**SUPPLIED TEXT**

+--

Berlin expects energy prices to surge ahead of the heating season, according to a new report
Gas prices in the EU’s largest economy, Germany, are likely to soar and remain high until at least 2027, Bloomberg reported on Wednesday, citing the latest report by the Economy Ministry.
According to the report, based on the forward prices at the end of June, wholesale gas prices may surge to around €50 ($54.62) per megawatt-hour ahead of the heating season. They are expected to remain high for the next four years, unless additional emergency measures are taken, the report says.
The ministry pledged to continue to monitor developments in the gas markets in order to be prepared to deal with potential problems that may arise with the higher prices.
The ministry’s projections are in line with a recent forecast by German gas storage operators group INES. Earlier this month, the group warned that Germany will remain in danger of gas shortages during the heating seasons through the winter of 2026-27, unless it adds more fuel infrastructure, including additional liquefied natural gas (LNG) terminals, storage capacity, and pipeline connections.

+--

**SUPPLIED MATERIAL**
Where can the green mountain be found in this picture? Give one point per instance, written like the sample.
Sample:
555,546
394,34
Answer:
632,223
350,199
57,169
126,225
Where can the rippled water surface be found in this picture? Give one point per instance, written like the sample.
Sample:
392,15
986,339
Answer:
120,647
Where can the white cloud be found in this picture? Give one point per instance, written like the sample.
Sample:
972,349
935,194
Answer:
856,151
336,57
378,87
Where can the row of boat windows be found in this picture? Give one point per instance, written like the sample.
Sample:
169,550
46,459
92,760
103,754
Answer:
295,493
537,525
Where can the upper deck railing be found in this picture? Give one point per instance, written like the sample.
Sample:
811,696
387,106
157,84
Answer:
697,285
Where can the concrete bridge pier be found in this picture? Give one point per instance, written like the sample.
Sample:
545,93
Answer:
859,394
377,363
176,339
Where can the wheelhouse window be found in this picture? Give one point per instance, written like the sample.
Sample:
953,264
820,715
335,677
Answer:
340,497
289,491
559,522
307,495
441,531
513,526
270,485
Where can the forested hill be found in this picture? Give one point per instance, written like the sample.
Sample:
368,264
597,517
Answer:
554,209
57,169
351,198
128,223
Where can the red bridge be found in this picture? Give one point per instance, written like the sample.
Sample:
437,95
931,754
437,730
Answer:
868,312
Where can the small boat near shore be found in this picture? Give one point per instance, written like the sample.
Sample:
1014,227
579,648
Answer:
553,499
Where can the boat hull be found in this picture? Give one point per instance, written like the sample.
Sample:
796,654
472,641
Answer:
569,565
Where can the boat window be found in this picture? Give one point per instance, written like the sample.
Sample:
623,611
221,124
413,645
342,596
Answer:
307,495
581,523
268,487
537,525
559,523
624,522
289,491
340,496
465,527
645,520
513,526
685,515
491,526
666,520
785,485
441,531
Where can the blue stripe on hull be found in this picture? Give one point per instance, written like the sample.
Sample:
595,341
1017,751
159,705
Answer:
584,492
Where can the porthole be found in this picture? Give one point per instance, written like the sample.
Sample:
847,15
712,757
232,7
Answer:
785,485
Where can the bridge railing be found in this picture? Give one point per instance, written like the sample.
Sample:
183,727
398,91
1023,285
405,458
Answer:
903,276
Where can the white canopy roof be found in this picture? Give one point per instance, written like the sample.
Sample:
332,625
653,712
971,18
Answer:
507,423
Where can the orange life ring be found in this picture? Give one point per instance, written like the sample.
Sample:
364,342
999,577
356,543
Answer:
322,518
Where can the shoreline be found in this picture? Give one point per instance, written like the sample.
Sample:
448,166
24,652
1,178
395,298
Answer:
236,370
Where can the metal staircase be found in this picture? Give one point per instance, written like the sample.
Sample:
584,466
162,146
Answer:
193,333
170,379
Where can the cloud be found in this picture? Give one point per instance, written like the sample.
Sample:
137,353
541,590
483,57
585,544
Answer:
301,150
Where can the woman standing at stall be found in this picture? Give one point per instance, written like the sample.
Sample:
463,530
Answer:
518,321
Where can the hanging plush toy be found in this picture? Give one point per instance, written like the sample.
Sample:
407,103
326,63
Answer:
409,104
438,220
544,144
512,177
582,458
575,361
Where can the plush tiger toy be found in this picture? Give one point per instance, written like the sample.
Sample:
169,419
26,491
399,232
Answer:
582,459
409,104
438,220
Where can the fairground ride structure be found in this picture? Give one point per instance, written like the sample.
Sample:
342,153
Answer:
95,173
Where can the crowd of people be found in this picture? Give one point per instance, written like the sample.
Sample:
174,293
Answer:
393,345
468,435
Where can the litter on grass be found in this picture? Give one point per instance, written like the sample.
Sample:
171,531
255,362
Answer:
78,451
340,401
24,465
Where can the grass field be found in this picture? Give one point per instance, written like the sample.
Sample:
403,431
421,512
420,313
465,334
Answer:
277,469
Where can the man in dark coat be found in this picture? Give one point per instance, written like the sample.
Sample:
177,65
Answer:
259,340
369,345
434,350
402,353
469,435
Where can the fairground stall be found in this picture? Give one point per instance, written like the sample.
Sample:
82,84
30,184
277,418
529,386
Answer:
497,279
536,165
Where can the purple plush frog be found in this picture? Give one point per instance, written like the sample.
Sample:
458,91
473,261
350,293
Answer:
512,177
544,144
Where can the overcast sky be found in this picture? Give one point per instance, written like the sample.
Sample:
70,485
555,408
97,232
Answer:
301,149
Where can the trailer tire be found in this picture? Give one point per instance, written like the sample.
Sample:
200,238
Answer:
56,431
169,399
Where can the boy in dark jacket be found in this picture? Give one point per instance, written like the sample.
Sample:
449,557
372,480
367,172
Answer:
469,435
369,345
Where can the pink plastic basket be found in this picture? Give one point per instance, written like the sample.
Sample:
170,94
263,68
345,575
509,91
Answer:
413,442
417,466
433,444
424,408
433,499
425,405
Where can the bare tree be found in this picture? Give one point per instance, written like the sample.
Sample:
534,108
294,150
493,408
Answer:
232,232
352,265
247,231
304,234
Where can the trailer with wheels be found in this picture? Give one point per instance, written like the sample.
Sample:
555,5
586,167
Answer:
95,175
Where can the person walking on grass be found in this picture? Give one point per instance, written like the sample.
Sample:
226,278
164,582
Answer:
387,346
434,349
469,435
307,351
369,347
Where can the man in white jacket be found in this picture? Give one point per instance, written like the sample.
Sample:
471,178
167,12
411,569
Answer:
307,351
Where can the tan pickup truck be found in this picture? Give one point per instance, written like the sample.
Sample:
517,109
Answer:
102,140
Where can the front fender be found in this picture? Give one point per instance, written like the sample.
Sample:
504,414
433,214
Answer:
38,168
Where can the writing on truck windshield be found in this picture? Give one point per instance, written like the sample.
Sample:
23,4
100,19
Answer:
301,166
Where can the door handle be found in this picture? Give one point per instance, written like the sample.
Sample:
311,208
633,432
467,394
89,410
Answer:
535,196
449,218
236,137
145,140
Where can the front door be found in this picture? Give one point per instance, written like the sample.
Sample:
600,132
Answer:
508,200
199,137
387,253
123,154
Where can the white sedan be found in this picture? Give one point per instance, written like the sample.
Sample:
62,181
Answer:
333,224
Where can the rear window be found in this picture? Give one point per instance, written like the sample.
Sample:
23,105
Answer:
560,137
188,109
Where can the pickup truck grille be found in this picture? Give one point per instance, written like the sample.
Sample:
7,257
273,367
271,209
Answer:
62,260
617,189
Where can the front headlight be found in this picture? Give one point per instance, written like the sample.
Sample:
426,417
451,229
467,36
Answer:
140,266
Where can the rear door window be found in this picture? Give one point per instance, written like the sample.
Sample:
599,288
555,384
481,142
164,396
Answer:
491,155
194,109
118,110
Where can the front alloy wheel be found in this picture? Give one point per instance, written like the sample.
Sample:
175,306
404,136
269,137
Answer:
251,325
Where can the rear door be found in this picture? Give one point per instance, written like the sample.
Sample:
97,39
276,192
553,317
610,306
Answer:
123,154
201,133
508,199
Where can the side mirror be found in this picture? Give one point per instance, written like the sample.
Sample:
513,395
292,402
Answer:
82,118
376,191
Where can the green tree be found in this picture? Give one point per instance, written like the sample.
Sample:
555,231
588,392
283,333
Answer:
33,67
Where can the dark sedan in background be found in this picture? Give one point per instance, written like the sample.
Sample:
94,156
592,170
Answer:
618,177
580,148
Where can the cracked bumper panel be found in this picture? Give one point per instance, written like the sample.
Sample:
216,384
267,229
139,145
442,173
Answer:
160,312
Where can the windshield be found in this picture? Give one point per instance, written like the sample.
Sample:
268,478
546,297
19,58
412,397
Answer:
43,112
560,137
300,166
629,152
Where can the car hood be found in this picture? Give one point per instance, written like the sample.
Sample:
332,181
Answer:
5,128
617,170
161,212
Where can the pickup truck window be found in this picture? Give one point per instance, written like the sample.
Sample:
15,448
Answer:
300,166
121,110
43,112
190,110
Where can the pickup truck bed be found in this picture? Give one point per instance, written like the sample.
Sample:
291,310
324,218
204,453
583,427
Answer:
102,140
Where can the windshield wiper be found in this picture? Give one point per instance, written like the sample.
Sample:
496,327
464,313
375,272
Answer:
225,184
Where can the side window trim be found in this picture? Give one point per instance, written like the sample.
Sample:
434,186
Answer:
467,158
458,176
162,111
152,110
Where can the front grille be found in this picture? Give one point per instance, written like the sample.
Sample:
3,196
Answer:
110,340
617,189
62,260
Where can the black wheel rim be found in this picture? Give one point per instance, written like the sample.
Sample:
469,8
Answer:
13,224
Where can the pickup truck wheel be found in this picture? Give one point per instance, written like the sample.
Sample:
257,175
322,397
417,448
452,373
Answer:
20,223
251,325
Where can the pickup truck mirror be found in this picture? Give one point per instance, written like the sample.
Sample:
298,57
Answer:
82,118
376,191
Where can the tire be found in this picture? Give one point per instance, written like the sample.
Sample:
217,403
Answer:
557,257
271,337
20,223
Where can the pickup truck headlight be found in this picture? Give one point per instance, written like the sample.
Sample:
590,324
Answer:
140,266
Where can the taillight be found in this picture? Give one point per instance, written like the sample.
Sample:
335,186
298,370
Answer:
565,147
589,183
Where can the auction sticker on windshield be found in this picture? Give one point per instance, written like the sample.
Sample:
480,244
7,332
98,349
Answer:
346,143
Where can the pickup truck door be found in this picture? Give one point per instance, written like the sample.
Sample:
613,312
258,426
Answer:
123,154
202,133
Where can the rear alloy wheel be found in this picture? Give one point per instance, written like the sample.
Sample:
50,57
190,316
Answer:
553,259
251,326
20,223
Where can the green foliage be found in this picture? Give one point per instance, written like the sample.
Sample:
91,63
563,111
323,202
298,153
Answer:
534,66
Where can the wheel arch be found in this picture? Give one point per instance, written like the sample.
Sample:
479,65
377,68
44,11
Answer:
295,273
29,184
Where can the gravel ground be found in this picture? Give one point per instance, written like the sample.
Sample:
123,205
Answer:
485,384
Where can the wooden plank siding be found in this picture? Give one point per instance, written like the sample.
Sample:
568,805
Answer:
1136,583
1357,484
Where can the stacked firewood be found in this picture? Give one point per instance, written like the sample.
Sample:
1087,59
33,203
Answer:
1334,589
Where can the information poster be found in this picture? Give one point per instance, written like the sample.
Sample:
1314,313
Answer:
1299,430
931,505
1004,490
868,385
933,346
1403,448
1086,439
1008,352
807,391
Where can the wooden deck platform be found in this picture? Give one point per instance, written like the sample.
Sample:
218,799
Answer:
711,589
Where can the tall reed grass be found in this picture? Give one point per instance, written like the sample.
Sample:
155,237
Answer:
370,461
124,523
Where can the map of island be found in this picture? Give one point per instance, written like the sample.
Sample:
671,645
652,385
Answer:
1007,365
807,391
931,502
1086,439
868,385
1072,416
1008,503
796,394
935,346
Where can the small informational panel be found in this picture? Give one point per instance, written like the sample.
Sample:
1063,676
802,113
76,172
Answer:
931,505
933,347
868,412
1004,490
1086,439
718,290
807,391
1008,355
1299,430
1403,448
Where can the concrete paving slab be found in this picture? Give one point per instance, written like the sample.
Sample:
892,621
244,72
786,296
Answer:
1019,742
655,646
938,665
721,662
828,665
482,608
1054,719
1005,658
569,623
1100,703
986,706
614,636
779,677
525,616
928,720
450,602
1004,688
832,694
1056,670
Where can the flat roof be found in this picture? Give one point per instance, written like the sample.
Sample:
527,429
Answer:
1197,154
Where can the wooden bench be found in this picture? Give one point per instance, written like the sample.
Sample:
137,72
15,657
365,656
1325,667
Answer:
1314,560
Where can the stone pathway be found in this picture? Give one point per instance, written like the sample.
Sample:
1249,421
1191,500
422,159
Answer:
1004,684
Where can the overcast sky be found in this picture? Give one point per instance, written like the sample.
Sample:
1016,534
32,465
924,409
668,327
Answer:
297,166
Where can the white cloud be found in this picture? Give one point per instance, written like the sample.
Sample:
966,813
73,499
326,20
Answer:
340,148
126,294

+--

**CHALLENGE A**
Retype the German gas price article word for word, beginning at the words "According to the" and stopping after "the report says.".
**CHALLENGE B**
Filter the listing down to every line that contains the string "panel", treating case as significant.

**FINISHED ANSWER A**
According to the report, based on the forward prices at the end of June, wholesale gas prices may surge to around €50 ($54.62) per megawatt-hour ahead of the heating season. They are expected to remain high for the next four years, unless additional emergency measures are taken, the report says.

**FINISHED ANSWER B**
Where can the cracked bumper panel be found in this picture? Give one point per instance, written like the sample.
Where can the small informational panel be found in this picture? Give one point per instance, written like the sample.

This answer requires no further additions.